The problem
Gather every line of the data below that contains the word "green", treating uppercase and lowercase as different.

Data supplied
— begin —

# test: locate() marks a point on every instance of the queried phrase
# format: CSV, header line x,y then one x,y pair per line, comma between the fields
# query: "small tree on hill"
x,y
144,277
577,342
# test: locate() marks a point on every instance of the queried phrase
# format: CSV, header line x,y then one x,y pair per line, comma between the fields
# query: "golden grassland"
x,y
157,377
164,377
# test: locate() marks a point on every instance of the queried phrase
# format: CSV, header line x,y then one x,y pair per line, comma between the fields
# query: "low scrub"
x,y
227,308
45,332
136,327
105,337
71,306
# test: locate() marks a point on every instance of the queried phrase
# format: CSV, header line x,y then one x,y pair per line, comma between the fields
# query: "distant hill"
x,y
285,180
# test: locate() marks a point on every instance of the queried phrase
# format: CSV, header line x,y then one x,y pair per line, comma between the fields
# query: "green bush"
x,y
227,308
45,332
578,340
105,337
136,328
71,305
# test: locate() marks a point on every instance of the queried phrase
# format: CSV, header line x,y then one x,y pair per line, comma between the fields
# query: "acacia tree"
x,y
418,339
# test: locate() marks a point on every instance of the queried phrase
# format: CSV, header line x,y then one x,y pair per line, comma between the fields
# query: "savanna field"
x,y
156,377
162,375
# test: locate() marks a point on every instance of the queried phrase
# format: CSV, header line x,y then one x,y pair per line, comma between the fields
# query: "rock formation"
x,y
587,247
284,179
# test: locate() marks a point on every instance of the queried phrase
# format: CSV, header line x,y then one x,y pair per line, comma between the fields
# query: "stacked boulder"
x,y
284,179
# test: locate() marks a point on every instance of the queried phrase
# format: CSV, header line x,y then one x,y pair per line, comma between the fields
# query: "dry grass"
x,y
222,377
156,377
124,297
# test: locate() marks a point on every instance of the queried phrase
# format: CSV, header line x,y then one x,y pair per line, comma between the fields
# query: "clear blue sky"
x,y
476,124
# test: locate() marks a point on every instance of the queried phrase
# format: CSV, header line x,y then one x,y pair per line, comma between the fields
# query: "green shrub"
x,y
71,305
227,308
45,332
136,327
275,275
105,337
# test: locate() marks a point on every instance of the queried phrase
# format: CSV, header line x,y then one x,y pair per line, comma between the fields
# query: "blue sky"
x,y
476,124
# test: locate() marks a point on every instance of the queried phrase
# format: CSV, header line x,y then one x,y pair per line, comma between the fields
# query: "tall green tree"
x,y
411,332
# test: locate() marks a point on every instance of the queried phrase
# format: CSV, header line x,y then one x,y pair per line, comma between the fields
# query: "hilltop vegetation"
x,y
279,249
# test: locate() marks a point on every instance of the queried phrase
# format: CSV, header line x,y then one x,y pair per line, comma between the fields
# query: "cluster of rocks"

— end —

Reply
# query: "green bush"
# query: "green shrub"
# query: "tall green tree"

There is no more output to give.